> Постановка задачи:
Пожалуйста, измените все записи ниже: везде замените «illuminated white panel» на «glowing white panel». Всё остальное оставьте без изменений.

> Записи коллекции:
○ ○ ○ ○ ○ ○ ○

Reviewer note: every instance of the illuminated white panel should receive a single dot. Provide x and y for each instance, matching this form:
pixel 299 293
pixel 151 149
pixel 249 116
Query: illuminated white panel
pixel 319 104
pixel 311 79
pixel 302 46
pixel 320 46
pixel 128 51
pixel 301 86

○ ○ ○ ○ ○ ○ ○

> Результат:
Reviewer note: every instance of the glowing white panel should receive a single dot. Provide x and y for each instance, matching this form:
pixel 299 293
pixel 151 149
pixel 249 116
Query: glowing white panel
pixel 319 104
pixel 311 79
pixel 302 46
pixel 320 46
pixel 128 51
pixel 301 86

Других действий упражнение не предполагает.